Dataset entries
::::::::::

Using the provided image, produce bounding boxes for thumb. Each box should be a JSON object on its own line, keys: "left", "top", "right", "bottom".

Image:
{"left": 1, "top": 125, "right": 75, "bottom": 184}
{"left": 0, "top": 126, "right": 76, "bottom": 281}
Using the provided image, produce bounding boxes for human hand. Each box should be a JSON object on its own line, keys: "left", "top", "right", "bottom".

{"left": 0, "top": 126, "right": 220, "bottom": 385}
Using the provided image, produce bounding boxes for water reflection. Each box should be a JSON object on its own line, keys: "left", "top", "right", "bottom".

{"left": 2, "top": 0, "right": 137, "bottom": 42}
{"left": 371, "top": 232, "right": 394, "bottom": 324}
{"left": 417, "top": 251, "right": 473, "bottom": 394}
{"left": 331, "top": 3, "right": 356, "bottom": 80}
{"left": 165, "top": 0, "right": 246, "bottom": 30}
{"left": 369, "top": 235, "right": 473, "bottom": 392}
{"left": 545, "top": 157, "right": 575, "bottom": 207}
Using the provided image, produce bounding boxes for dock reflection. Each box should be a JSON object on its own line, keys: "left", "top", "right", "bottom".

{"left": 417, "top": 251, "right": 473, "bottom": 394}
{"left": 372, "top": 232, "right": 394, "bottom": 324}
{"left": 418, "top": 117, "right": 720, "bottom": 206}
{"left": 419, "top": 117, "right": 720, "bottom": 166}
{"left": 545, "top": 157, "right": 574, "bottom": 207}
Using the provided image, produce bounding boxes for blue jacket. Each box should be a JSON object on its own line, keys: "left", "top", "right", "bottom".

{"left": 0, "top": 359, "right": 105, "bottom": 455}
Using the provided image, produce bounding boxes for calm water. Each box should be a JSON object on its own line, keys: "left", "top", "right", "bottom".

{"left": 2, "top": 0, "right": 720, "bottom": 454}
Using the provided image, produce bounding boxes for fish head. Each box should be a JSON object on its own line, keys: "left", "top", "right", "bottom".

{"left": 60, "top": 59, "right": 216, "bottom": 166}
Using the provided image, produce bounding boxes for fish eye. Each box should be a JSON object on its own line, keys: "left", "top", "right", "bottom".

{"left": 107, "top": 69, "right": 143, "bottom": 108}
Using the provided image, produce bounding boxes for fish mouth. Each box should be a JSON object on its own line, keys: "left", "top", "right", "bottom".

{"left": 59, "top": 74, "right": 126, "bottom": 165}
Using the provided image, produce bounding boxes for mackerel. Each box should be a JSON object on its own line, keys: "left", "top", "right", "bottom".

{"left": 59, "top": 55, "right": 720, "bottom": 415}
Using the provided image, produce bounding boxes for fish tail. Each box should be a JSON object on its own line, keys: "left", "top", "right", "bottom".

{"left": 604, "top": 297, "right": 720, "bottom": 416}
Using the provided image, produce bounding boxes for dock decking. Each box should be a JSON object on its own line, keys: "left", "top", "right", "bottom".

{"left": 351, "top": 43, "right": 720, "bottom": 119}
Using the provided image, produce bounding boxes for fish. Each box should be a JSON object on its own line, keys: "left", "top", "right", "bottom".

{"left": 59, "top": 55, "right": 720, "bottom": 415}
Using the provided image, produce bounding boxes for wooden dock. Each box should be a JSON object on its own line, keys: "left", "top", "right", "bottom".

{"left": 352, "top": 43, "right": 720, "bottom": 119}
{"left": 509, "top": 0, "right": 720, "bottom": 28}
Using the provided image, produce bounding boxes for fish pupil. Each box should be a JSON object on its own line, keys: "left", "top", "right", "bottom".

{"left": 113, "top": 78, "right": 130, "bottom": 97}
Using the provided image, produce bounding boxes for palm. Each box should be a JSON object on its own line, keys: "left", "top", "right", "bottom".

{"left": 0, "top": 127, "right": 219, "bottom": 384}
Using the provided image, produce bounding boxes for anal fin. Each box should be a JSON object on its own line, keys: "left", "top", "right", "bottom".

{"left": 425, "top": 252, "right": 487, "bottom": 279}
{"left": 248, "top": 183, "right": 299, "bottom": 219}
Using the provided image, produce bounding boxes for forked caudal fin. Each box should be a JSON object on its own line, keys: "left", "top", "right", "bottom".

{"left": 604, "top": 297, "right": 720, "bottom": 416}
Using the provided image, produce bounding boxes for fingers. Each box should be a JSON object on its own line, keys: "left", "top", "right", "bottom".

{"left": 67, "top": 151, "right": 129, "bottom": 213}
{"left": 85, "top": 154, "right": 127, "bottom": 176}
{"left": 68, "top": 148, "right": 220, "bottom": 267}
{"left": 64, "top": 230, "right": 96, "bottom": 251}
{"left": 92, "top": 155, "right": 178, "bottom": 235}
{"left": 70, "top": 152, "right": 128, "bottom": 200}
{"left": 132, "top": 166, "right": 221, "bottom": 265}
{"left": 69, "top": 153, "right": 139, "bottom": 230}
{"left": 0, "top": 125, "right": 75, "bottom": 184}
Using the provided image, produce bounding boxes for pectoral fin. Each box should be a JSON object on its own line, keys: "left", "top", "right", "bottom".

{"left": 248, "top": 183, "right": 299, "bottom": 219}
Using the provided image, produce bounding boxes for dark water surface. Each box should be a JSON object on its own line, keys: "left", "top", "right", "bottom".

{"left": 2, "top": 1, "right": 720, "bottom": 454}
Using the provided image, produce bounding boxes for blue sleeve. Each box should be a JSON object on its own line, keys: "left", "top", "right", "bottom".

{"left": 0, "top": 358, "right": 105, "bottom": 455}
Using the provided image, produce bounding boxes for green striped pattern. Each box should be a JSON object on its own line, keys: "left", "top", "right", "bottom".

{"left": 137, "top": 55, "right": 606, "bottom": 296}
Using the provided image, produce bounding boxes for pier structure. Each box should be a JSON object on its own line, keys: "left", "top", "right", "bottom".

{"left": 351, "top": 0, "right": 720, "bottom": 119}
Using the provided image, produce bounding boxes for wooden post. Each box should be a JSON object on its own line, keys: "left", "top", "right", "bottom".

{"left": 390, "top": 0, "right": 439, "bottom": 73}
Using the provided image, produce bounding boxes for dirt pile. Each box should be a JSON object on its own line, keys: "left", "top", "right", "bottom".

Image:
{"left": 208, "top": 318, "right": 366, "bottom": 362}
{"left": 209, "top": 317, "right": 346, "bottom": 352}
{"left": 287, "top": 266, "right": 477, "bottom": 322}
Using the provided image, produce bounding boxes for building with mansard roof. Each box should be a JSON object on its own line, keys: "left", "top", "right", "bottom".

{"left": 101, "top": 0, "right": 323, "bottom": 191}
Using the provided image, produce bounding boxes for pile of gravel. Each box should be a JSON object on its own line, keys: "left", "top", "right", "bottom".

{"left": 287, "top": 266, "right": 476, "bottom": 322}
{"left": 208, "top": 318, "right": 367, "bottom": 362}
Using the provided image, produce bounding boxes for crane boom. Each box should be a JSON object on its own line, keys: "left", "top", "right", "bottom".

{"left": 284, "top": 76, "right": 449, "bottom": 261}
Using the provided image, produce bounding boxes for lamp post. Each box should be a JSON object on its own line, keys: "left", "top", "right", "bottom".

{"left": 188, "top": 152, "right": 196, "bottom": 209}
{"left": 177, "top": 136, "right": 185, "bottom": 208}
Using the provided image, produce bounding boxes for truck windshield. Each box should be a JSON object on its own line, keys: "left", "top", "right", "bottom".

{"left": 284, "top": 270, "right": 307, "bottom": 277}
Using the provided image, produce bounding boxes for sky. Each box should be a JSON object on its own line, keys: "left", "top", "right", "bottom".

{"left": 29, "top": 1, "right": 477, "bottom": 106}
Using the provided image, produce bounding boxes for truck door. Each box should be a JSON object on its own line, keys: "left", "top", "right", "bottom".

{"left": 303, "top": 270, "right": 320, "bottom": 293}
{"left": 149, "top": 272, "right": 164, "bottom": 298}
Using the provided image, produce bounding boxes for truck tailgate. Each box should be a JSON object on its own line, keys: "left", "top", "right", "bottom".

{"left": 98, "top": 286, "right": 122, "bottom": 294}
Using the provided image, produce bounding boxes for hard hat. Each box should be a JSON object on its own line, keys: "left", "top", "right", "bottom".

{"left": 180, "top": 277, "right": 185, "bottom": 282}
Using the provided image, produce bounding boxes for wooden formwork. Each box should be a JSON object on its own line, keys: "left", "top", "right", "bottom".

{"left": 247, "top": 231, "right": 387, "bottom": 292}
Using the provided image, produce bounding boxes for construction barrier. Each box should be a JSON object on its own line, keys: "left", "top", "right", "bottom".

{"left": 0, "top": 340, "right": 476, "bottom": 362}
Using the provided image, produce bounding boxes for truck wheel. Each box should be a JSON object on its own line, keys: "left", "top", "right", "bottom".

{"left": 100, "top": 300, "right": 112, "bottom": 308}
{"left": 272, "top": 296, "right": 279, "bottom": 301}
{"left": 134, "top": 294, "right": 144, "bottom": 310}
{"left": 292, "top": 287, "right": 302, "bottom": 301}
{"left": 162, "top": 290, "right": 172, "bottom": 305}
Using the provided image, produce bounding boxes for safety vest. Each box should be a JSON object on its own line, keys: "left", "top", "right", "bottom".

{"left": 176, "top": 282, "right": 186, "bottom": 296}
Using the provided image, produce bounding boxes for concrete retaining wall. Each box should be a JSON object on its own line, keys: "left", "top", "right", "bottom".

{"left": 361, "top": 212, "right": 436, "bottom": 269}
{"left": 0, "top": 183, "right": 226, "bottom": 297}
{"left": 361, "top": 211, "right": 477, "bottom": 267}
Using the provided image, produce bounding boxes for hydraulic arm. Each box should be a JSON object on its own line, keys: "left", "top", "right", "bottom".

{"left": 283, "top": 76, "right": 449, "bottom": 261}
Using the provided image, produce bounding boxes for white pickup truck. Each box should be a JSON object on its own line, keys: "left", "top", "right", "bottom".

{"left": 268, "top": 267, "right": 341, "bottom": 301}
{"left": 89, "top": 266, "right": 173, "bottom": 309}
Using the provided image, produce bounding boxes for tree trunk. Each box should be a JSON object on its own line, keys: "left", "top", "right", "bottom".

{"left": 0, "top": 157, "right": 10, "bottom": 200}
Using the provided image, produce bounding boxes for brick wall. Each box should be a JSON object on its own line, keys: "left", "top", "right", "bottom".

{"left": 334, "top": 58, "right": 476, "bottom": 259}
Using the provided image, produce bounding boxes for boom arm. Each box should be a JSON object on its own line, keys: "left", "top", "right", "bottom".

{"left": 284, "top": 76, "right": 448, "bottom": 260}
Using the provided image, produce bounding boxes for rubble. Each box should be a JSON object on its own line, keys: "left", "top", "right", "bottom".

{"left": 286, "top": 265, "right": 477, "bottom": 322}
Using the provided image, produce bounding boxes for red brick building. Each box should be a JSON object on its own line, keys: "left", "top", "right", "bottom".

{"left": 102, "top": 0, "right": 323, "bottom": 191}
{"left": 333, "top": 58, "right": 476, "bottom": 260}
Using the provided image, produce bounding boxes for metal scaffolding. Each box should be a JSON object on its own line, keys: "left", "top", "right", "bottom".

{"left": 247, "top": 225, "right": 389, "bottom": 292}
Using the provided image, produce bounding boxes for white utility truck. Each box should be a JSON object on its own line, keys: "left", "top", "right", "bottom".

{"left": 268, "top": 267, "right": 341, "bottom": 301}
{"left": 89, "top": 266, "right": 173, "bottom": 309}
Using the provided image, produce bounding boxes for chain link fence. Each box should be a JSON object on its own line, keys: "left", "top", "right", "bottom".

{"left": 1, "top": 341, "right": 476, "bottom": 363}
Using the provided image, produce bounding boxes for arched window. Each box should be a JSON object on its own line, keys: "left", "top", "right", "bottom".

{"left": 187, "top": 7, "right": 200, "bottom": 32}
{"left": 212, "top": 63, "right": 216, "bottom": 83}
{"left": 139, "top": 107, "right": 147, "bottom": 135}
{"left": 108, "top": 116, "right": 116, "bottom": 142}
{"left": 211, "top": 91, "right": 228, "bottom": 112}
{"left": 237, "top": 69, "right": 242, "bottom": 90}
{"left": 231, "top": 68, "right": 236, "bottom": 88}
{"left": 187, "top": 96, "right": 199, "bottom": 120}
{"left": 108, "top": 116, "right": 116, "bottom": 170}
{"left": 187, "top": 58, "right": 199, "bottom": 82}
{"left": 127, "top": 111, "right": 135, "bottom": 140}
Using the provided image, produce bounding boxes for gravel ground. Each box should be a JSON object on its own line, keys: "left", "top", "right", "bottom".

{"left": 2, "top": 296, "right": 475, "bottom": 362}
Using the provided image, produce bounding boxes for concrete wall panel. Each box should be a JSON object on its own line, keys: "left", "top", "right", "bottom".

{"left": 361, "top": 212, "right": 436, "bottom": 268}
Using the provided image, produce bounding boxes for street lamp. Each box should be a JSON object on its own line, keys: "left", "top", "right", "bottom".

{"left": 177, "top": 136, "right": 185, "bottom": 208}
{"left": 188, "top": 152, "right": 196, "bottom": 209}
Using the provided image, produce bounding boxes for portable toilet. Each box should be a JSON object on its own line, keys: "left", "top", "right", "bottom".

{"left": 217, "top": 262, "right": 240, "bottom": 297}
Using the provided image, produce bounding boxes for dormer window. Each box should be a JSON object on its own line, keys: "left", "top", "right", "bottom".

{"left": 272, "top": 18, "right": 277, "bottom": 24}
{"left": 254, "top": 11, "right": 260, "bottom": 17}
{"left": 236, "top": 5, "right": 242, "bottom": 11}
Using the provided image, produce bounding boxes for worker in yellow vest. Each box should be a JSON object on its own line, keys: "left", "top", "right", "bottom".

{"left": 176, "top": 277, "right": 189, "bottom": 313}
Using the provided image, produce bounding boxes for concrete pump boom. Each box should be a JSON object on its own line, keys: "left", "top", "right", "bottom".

::::::::::

**Exercise aim**
Once you find the line containing "Using the provided image, produce bounding boxes for portable", copy it and every line after it through the end of the records, exactly and nothing else.

**Solution below**
Using the provided image, produce bounding boxes for portable toilet. Each box should be a JSON object on its own line, keys: "left", "top", "right", "bottom".

{"left": 217, "top": 262, "right": 240, "bottom": 297}
Using the provided image, produce bounding boxes for dormer window. Each box should be a JSON object on its own line, keys: "left", "top", "right", "bottom".

{"left": 272, "top": 18, "right": 277, "bottom": 24}
{"left": 254, "top": 11, "right": 260, "bottom": 17}
{"left": 236, "top": 5, "right": 242, "bottom": 11}
Using the provided image, produce bounding boxes for worker in yellow vest. Each box should be a JSON object on its own line, keys: "left", "top", "right", "bottom".

{"left": 176, "top": 277, "right": 189, "bottom": 313}
Using the provided image, produce bounding boxes for concrete pump boom. Each box should be a JSON object on its own line, keys: "left", "top", "right", "bottom".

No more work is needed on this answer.